THE REQUEST → Rewrite the news item below from "Volunteer State Community" up to and including "the Rochelle Center.", swapping out "showing" for "screening".

** start of TEXT SHOWN **

Last updated on April 13, 2016

By: Blake Bouza, Assistant Editor

Volunteer State Community College is going to be hosting a showing of the movie “Milk” on Tuesday, April 12 at 1, 3 and 6 p.m. in the Rochelle Center.

“I’m hoping that everyone who possibly can go will show up to the event because I believe that it’s an important depiction of a major idol for the LGBTQ+ community,” said Nicole Martie, president of Spectrum.

According to the Internet Movie Database,

“Using flashbacks from a statement recorded late in life and archival footage for atmosphere, this film traces Harvey Milk’s career from his 40th birthday to his death.

“He leaves the closet and New York, opens a camera shop that becomes the salon for San Francisco’s growing gay community, and organizes gays’ purchasing power to build political alliances. He runs for office with lover Scott Smith as his campaign manager.

“Victory finally comes on the same day Dan White wins in the city’s conservative district. The rest of the film sketches Milk’s relationship with White and the 1978 fight against a statewide initiative to bar gays and their supporters from public school jobs.”

“This will hopefully give people a little insight and a little more understanding on what we’re fighting for,” said Martie.

Blake Coker, Activities Chair for the Student Government Association, said that he hopes that people will attend the screening.

“Harvey Milk became one of the first openly gay officials in the United States in 1977, when he was elected to the San Francisco Board of Supervisors,” according to Biography.com.

Harvey Milk was born on May 22, 1930, in Woodmere, New York. Reared in a small middle-class Jewish family, Milk was one of two boys born to William and Minerva Milk. A well-rounded, well-liked student, Milk played football and sang in the opera at Bay Shore High School. Like his brother, Robert, he also worked at the family department store, Milk’s.

After graduating from the New York State College for Teachers in 1951, Milk joined the U.S. Navy, ultimately serving as a diving instructor at a base in San Diego, California, during the Korean War. Following his discharge in 1955, Milk moved to New York City, according to Biography.com.

In late 1972, bored with his life in New York, Milk moved to San Francisco, California. There, he opened a camera shop called Castro Camera on Castro Street, putting his life and work right in the heart of the city’s gay community.

** end of TEXT SHOWN **
** start of SOURCE MATERIAL **

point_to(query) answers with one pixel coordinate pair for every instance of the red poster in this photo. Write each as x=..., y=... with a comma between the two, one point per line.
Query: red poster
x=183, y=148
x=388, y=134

** end of SOURCE MATERIAL **

WRITTEN RESPONSE →
Volunteer State Community College is going to be hosting a screening of the movie “Milk” on Tuesday, April 12 at 1, 3 and 6 p.m. in the Rochelle Center.